> [Problem requirements]
Using the entries that follow, state how many lines contain "leaf", with no other words.
**** Available data ****
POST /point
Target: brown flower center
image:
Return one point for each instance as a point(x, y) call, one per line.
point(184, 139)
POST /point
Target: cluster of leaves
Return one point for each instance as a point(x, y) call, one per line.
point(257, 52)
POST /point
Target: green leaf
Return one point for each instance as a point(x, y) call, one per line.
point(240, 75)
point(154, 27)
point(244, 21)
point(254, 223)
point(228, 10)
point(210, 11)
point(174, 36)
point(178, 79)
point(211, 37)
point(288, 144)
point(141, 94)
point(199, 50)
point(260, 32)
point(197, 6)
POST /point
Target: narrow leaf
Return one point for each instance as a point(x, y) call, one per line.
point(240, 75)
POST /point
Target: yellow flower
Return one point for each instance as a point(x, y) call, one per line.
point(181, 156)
****
**** Available data ****
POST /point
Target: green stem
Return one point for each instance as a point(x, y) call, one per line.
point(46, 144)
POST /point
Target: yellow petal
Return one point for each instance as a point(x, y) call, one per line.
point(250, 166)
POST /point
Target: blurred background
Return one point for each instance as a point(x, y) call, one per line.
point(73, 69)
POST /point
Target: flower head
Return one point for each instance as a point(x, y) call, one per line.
****
**** Available data ****
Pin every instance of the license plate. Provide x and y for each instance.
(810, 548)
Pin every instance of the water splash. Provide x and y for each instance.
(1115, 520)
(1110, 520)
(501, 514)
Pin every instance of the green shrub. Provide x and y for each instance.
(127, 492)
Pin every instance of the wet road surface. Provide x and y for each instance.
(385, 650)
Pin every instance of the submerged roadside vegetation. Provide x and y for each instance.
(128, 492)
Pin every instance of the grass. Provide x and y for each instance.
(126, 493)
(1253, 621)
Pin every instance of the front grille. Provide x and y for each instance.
****
> [Response area]
2